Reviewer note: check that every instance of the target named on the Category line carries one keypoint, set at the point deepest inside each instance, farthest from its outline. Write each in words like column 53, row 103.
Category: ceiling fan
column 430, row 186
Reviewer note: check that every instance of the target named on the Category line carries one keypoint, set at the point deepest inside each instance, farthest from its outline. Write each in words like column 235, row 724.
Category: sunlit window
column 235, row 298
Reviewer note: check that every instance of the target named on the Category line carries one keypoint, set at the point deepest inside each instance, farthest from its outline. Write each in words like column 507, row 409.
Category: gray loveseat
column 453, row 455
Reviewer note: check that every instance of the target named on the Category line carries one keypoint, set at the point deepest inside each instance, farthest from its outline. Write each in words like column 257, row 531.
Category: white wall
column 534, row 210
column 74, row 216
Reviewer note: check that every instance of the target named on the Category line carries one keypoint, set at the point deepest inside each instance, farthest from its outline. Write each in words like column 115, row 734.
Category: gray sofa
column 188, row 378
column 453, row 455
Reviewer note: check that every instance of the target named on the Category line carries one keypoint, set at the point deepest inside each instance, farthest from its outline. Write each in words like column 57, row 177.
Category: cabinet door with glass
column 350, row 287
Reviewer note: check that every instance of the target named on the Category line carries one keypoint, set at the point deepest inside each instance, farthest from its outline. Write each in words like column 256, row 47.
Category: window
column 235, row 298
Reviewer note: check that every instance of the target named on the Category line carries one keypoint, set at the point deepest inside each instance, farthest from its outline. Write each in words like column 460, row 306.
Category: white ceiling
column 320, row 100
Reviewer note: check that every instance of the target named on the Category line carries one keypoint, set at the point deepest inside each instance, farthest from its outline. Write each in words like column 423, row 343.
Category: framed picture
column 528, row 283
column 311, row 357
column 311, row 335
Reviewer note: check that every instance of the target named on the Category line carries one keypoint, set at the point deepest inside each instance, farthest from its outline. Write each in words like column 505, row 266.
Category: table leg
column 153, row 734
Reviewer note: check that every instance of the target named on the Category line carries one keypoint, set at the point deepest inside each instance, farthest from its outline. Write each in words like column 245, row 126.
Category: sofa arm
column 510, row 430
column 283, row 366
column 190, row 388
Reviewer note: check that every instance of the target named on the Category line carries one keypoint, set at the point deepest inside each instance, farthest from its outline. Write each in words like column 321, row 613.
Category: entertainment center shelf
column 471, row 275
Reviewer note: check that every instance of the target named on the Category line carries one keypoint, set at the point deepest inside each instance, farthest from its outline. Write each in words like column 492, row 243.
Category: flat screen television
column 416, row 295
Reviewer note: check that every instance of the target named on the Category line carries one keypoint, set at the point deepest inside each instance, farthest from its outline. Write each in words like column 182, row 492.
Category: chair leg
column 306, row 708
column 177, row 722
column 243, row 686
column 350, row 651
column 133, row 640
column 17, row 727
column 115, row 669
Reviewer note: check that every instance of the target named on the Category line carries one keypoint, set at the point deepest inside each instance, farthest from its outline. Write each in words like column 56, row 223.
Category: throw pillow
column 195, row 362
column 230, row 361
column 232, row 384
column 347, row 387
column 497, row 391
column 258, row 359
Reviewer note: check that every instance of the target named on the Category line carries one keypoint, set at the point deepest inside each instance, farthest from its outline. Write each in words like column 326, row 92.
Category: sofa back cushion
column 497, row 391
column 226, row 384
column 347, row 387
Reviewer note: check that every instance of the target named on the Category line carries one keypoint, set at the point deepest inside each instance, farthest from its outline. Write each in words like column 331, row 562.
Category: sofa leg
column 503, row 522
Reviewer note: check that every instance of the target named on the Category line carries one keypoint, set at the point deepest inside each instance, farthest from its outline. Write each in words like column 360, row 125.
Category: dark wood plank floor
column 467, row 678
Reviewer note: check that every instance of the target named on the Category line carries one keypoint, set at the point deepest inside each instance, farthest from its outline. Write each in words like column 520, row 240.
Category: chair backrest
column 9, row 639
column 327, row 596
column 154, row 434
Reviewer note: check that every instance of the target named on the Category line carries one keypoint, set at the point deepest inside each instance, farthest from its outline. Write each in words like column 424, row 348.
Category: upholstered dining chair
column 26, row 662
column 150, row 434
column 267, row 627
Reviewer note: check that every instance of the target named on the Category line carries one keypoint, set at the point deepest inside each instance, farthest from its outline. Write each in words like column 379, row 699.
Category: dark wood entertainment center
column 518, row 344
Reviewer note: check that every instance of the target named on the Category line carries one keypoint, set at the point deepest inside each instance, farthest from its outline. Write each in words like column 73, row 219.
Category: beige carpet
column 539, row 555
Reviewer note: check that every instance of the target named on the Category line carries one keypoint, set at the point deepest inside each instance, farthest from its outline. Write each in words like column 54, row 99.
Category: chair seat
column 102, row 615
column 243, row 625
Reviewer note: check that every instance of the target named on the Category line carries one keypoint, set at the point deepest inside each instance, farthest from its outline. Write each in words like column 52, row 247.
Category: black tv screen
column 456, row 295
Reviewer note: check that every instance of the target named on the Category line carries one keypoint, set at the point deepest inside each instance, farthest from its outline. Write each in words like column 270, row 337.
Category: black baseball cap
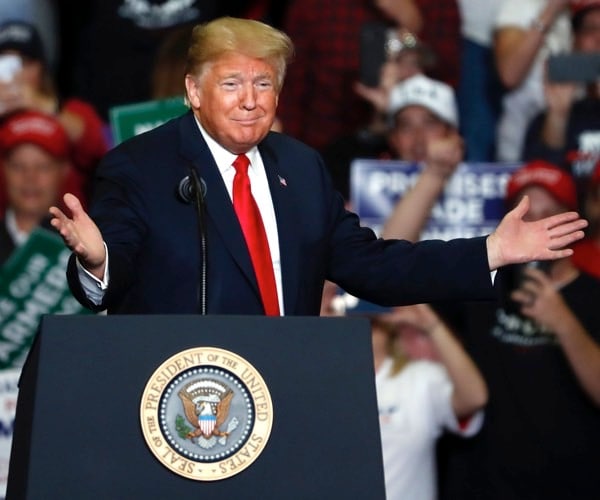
column 23, row 38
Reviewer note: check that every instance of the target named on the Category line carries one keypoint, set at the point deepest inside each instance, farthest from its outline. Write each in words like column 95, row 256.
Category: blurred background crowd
column 438, row 82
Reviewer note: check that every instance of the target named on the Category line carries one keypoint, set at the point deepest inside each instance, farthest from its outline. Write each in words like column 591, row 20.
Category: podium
column 79, row 432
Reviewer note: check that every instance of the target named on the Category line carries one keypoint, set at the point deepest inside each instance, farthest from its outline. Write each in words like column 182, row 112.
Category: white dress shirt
column 94, row 288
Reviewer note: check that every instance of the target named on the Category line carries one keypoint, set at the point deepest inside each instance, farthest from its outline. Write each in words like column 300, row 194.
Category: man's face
column 587, row 38
column 33, row 180
column 235, row 100
column 414, row 127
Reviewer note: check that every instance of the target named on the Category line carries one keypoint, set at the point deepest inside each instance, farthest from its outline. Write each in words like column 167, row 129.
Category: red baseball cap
column 553, row 179
column 595, row 179
column 578, row 6
column 36, row 128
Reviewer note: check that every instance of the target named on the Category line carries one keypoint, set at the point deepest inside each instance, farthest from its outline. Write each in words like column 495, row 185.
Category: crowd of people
column 459, row 80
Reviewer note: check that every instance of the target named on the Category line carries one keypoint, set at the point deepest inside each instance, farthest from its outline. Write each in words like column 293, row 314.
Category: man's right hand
column 81, row 235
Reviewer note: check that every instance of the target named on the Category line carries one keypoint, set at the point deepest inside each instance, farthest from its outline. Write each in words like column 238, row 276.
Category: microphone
column 186, row 190
column 192, row 189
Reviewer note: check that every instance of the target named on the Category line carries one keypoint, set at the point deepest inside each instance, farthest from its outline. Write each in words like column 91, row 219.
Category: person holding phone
column 539, row 351
column 567, row 133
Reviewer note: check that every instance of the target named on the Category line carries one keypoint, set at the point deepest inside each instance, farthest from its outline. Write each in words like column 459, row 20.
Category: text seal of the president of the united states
column 206, row 413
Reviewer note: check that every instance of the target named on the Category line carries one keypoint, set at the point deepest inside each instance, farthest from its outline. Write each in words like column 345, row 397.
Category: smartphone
column 373, row 39
column 10, row 65
column 583, row 67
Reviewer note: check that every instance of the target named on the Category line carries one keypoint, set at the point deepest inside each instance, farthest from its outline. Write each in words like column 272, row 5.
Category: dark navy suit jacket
column 154, row 244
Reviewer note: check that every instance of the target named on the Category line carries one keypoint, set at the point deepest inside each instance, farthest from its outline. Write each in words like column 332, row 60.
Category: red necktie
column 256, row 237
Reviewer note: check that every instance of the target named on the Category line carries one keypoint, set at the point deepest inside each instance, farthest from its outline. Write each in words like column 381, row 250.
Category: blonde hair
column 399, row 358
column 212, row 40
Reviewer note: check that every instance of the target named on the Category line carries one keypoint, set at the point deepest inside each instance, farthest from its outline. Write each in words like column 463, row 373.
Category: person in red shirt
column 320, row 104
column 586, row 254
column 33, row 88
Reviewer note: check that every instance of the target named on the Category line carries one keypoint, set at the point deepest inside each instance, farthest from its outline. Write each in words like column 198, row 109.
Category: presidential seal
column 206, row 414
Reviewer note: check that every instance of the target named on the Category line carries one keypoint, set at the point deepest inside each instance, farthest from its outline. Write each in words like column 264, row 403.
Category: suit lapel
column 219, row 208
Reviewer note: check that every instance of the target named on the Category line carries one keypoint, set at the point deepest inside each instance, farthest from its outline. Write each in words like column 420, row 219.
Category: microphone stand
column 200, row 208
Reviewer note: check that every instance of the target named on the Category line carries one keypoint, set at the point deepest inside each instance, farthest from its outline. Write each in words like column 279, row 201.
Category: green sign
column 32, row 283
column 133, row 119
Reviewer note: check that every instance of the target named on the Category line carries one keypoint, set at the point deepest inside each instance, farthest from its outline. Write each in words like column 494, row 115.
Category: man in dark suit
column 144, row 250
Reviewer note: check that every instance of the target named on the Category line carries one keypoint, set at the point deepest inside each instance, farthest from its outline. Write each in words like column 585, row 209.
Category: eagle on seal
column 206, row 413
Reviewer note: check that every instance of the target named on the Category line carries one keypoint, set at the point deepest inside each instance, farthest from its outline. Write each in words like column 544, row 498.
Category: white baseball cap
column 438, row 97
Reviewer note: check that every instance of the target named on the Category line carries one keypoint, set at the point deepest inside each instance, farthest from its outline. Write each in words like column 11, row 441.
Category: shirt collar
column 222, row 156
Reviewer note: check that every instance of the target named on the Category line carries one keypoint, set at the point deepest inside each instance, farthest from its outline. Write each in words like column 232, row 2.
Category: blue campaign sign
column 472, row 203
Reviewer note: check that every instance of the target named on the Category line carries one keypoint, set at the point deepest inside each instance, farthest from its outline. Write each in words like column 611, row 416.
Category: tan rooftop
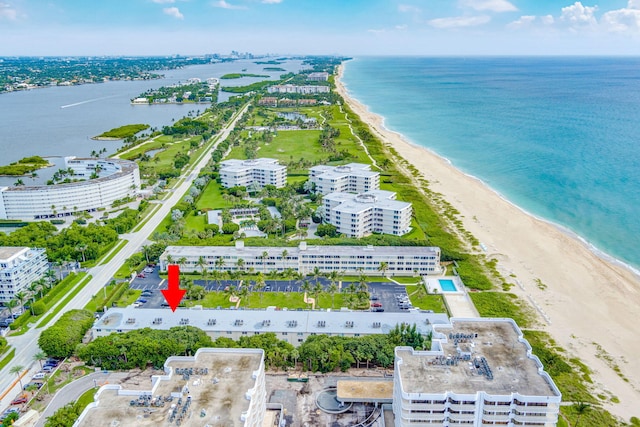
column 220, row 392
column 365, row 391
column 511, row 370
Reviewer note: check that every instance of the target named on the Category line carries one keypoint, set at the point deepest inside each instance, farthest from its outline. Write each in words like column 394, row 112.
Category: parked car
column 19, row 400
column 32, row 383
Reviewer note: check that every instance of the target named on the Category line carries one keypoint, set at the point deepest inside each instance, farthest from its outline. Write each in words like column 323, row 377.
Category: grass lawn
column 211, row 197
column 419, row 298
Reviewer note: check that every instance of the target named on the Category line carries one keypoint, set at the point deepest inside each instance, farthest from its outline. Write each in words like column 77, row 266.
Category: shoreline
column 590, row 300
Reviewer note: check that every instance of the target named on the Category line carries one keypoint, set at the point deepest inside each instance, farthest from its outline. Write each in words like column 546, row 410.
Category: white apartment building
column 19, row 268
column 350, row 178
column 292, row 326
column 479, row 372
column 318, row 77
column 303, row 89
column 224, row 387
column 259, row 172
column 374, row 211
column 348, row 260
column 116, row 180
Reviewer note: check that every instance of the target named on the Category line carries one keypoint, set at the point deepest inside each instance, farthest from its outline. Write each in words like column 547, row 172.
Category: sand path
column 589, row 306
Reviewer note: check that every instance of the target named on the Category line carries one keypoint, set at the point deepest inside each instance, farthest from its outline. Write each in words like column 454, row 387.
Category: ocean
=-=-=-=-=
**WHAT THE EXERCISE ASKS:** Retype word for word the stretch of lines above, from the very first line through the one containing "column 74, row 216", including both.

**RESULT BELOW:**
Reviewer note: check that every instance of the target named on the Category line carries one keypoint, set at the point deepest inside each instance, farthest from its outline. Write each in words like column 53, row 103.
Category: ceiling fan
column 430, row 186
Reviewer note: check that every instance of the target named on the Category line carries one keypoint, set at the point deepest inside each instance, farthest from its outline. Write each in words like column 235, row 724.
Category: sunlit window
column 235, row 298
Reviewer note: check that every instance of the target named on the Category line carries one keypoint, set at the point deepest inside each instance, farthest from its outline. Write each in words like column 507, row 409.
Category: gray loveseat
column 453, row 455
Reviewer note: check that every instance of the target named on the Category line carries one keypoint, set at the point deepest inside each instance, farthest from its outline. Write each in words like column 257, row 531.
Category: white wall
column 534, row 210
column 74, row 216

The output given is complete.